Task requirements:
(a) Repeat the part of the blog post below about buying a MacBook that opens with the words containing "February 19, 2010" and closes with "for a MacBook.".
(b) Summarize the blog post below about buying a MacBook in two sentences.
(c) In the blog post below about buying a MacBook, what laptop did the writer buy before exchanging it for the MacBook?

Excerpt provided:
- - -

February 19, 2010 1 comment

I’ve been meaning to write about this for some time now but never got round to doing so. Late last year, I finally decided to take the plunge. I bought myself a MacBook. In fact, I actually bought an Acer laptop but decided to take advantage of my refund policy and exchanged it for a MacBook.

As one of the many millions of iPhone users, like many, the phone was my first exposure to Apple. I’ve always been a Bill Gates guy. I use a lot of third party software that was (during that time) only available on PC. Moreover, I am certified in Microsoft products (MSCA). I was aware of the user friendliness of Apple computers and the ‘apparent’ buggy Microsoft operating systems, however that was not enough to persuade me to even try out Apple. The problem was, in hindsight, I never had any major problem with Windows. Well, I had plenty of problems, I just managed to fix them and as a lifelong Microsoft user, I did not have a frame of reference (I have dabbled in Linux) … until I started using Macs.

- - -

Data provided:
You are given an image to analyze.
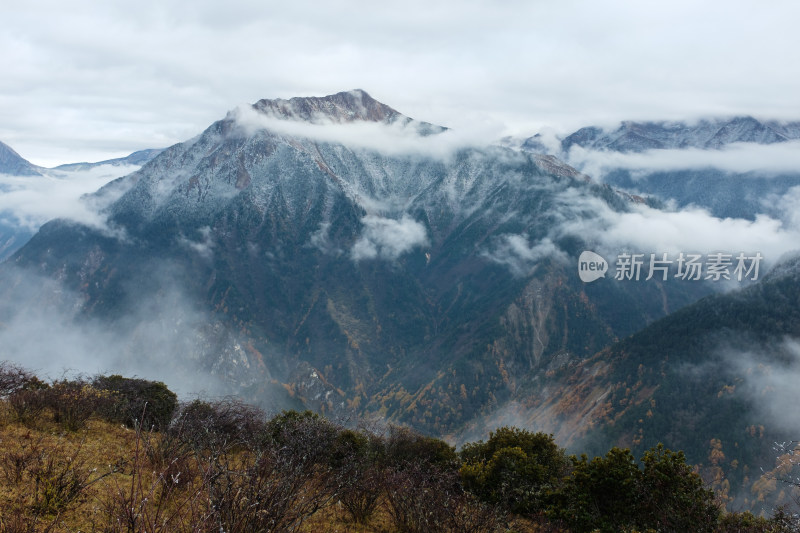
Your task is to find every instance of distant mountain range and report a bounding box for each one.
[0,142,162,261]
[519,116,800,220]
[0,90,800,504]
[0,142,41,176]
[522,116,800,154]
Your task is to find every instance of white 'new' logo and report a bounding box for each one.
[578,250,608,283]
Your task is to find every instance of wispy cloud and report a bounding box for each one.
[558,190,800,265]
[350,215,429,262]
[0,165,139,231]
[568,141,800,179]
[481,234,568,277]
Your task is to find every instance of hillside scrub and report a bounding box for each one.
[0,363,798,533]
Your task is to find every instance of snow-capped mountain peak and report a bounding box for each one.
[248,89,400,124]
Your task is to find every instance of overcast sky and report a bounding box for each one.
[0,0,800,166]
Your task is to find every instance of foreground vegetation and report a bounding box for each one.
[0,363,798,533]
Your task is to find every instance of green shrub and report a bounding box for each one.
[460,427,568,514]
[92,374,178,431]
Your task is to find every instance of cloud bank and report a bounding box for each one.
[481,234,568,277]
[350,215,429,262]
[568,141,800,180]
[0,165,140,231]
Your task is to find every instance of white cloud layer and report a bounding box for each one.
[481,234,568,277]
[558,190,800,267]
[0,165,139,231]
[0,0,800,166]
[569,141,800,179]
[350,215,428,262]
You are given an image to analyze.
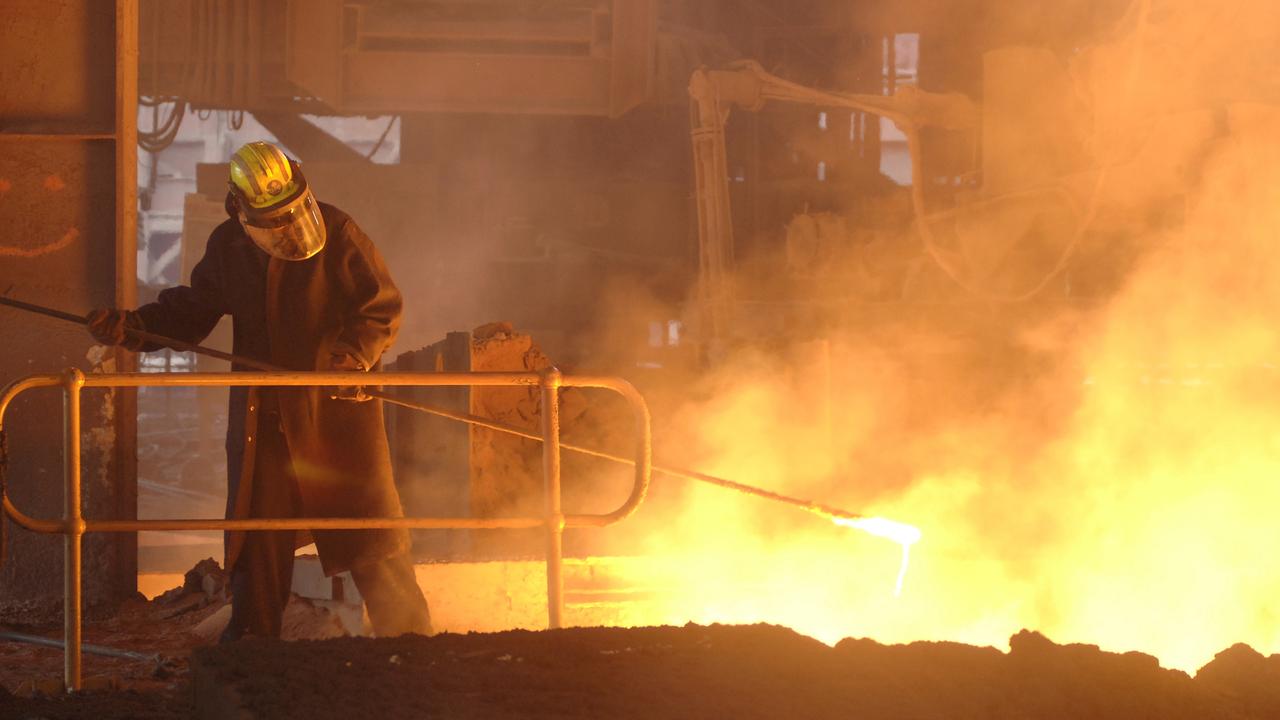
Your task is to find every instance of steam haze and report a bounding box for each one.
[586,1,1280,670]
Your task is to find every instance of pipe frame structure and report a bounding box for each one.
[0,368,653,692]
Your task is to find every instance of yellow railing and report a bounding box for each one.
[0,369,653,691]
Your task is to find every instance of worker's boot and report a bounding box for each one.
[351,552,431,638]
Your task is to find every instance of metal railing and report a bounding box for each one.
[0,368,653,691]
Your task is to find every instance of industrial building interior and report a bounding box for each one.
[0,0,1280,719]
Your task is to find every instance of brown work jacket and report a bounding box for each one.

- - -

Response list:
(a)
February 19, 2010 1 comment

I’ve been meaning to write about this for some time now but never got round to doing so. Late last year, I finally decided to take the plunge. I bought myself a MacBook. In fact, I actually bought an Acer laptop but decided to take advantage of my refund policy and exchanged it for a MacBook.

(b) Late last year, the writer exchanged a newly bought Acer laptop for a MacBook under a refund policy. Until then the writer had been a lifelong, Microsoft-certified Windows user whose first exposure to Apple was the iPhone, and who had fixed plenty of Windows problems without having a frame of reference until starting to use Macs.

(c) An Acer laptop.